Problem statement |
Every line from the one containing "Query: bare tree" to the one containing "Query: giant illuminated" in the records below, both included, must be set down exactly, and no other line.

Point-per-instance localization data
******

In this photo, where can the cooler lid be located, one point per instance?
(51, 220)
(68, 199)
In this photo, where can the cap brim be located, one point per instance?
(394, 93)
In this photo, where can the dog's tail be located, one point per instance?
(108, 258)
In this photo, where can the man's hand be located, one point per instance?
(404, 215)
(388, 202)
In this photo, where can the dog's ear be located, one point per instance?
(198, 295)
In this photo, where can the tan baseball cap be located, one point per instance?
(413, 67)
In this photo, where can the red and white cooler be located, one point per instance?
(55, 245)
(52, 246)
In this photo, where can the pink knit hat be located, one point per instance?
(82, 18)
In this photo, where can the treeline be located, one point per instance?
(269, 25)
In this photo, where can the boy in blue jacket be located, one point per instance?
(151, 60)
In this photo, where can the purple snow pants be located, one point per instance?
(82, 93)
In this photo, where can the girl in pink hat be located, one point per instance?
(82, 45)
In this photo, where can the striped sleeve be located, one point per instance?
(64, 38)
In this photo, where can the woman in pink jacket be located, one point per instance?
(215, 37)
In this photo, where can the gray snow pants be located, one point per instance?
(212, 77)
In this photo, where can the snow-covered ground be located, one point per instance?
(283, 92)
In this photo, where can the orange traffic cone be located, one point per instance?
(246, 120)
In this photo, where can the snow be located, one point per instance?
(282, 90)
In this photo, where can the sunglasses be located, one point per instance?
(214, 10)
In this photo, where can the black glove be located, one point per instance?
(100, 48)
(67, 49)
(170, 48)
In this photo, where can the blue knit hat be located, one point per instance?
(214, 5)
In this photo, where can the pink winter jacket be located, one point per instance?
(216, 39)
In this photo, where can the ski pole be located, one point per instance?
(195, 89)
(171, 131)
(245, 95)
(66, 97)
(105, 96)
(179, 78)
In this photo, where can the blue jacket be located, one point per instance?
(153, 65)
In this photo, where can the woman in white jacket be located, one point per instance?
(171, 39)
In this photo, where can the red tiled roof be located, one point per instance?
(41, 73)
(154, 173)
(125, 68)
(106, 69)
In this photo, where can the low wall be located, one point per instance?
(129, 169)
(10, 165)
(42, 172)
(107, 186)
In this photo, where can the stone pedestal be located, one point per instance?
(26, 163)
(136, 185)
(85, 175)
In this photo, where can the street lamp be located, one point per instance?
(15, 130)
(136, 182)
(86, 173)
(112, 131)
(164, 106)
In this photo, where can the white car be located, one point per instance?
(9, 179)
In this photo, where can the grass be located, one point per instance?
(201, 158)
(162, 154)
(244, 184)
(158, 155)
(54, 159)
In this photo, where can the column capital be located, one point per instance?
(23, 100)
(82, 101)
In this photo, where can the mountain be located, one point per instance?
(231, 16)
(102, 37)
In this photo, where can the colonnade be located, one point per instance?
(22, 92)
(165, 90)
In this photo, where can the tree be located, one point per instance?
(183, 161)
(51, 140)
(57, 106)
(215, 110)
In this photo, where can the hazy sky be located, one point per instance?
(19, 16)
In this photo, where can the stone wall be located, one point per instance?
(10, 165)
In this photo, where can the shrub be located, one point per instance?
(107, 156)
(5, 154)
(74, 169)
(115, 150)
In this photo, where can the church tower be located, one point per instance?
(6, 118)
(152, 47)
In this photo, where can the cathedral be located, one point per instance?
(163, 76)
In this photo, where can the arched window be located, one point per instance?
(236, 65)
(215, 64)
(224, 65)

******

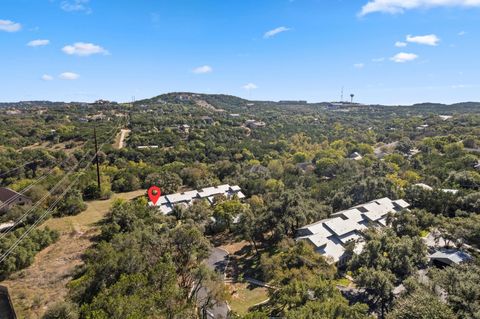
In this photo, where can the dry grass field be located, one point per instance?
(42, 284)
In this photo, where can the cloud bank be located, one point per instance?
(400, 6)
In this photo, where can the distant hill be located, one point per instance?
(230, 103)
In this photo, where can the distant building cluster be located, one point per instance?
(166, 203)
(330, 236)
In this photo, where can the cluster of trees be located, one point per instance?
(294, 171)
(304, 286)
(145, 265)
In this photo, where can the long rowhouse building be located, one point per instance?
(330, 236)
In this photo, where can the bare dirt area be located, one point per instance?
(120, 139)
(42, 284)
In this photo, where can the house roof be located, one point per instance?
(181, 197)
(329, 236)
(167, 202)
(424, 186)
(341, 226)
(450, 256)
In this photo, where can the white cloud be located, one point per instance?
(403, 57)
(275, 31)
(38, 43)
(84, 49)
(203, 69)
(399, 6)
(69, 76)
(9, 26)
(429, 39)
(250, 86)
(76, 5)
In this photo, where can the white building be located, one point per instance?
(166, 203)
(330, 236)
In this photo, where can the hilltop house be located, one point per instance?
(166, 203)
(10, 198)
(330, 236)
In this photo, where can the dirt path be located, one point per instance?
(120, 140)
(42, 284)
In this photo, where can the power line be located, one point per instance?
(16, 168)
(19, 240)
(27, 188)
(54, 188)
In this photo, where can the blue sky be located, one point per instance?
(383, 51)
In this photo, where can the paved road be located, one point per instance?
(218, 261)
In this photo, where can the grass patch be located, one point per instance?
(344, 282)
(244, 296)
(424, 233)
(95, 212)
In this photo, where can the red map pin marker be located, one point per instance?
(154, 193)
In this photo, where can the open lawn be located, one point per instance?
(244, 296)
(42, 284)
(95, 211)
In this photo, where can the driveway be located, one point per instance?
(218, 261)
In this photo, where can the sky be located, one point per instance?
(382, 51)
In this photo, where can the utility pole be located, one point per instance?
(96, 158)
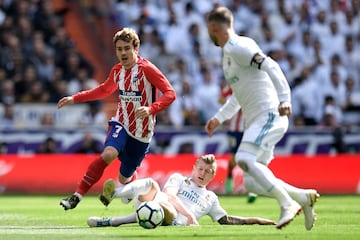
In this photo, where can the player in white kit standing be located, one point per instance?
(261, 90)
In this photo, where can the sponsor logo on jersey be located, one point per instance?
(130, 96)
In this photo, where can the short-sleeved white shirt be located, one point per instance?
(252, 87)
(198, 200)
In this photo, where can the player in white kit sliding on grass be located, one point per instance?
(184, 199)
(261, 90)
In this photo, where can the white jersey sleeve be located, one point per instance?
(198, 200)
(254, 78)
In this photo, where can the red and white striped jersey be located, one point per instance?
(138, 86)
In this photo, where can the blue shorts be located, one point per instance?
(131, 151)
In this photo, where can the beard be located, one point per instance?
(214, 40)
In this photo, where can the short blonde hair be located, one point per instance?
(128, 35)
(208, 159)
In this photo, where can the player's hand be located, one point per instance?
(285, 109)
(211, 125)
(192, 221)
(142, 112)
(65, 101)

******

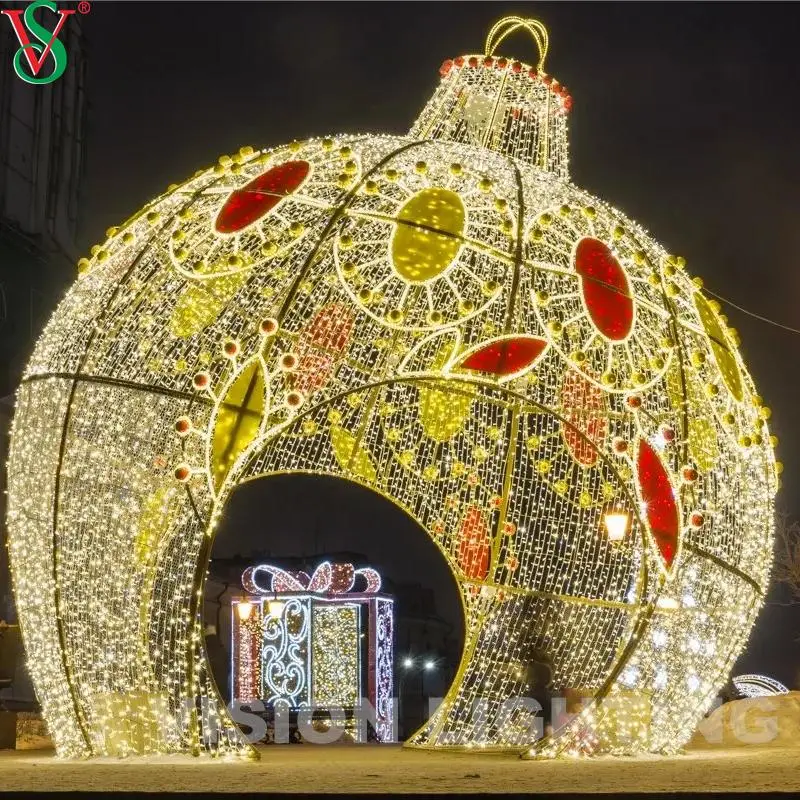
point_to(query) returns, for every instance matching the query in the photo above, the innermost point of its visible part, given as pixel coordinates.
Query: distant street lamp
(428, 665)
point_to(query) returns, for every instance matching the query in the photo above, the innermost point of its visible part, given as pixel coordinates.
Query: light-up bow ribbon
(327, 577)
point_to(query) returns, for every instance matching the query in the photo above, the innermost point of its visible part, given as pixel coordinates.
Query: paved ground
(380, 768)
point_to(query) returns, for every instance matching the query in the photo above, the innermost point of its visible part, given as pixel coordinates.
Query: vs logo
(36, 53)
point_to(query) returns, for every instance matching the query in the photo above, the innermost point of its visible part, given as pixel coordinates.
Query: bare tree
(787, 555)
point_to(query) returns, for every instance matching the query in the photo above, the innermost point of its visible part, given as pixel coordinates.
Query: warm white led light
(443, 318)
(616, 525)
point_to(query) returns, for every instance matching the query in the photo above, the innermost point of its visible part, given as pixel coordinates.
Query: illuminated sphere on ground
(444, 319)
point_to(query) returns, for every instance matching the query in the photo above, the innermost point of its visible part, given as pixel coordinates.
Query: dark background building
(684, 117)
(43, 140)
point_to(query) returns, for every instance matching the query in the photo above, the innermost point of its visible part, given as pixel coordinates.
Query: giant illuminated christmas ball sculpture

******

Solution for this exercise |
Query: bare tree
(787, 555)
point_to(query) returns, for every instance matching the query in the photo above, the innermost point of its visible part, given as pixel coordinates.
Query: warm white led light
(443, 318)
(616, 525)
point_to(query) returns, for every instance matching the query in the photo above, the innermost point of its visible part, given as pixel coordinates.
Query: illuminated sphere on ground
(444, 319)
point_to(query) returns, for every instance matching the query in the photo above, the innermost point of its visible part, given as pixel coordinates.
Query: dark background building
(684, 117)
(43, 140)
point_to(query) returns, for every instance matching the query in the photo above, the innermost point of its visible part, given as pixel coordinates.
Query: giant illuminated christmas ball sculpture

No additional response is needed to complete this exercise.